- _Problem description_: From the line bearing "Is there any yellow" down to the final line of the records below, give every line again exactly and add nothing.

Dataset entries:
______________________________

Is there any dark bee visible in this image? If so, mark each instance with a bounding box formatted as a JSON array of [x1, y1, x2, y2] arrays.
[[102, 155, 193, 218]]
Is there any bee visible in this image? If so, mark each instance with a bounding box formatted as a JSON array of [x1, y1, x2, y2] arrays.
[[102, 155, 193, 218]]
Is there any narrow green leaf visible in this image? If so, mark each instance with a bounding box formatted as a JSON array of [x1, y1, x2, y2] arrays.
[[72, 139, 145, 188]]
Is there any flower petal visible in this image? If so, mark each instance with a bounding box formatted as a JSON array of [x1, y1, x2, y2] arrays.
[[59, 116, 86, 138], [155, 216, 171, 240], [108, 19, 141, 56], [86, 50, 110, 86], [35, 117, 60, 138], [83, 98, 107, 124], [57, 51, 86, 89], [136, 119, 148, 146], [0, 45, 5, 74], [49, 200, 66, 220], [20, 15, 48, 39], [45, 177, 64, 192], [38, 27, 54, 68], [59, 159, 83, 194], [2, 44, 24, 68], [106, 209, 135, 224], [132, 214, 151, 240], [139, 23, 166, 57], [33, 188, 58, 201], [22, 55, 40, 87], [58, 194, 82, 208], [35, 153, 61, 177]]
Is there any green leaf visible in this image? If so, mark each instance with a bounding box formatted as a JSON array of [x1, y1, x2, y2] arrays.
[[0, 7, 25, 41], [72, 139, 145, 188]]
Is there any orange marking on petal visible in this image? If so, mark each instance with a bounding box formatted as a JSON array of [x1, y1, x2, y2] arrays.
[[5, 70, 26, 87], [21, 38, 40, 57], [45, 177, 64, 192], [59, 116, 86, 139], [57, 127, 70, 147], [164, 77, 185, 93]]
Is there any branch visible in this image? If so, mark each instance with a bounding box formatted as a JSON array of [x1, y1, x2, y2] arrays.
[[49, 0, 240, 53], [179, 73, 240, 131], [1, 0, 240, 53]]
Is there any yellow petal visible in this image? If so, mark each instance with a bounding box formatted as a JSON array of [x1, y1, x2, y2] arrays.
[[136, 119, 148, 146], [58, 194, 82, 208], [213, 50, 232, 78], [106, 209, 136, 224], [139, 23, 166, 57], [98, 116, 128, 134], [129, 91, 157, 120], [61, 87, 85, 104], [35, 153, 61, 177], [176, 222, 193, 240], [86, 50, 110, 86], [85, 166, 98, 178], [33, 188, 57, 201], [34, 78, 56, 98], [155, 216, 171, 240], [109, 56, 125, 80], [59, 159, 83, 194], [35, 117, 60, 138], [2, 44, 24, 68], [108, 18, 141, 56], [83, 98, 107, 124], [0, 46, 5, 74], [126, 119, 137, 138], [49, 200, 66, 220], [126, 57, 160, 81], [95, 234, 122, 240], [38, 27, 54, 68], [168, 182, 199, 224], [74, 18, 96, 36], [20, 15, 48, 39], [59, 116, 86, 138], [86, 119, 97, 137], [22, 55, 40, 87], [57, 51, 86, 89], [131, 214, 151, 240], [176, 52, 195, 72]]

______________________________

- _Response area_:
Is there any yellow petal visible in this image? If so, mark each instance with a bounding box formatted as a JSON array of [x1, y1, x2, y2] arrays.
[[136, 119, 148, 146], [58, 194, 82, 208], [213, 50, 232, 78], [106, 209, 136, 224], [139, 23, 166, 57], [98, 116, 128, 134], [129, 91, 157, 120], [61, 87, 85, 104], [35, 153, 61, 177], [176, 222, 193, 240], [86, 50, 110, 86], [85, 166, 98, 178], [33, 188, 57, 201], [34, 78, 56, 98], [155, 216, 171, 240], [109, 56, 125, 80], [59, 159, 83, 194], [35, 117, 60, 138], [2, 44, 24, 68], [108, 18, 141, 56], [83, 98, 107, 124], [0, 46, 5, 74], [126, 119, 137, 138], [49, 200, 66, 220], [126, 57, 160, 81], [95, 234, 122, 240], [38, 27, 54, 68], [168, 182, 199, 224], [74, 18, 96, 36], [20, 15, 48, 39], [59, 116, 86, 138], [86, 119, 97, 137], [22, 55, 40, 87], [57, 51, 86, 89], [131, 214, 151, 240], [176, 52, 195, 72]]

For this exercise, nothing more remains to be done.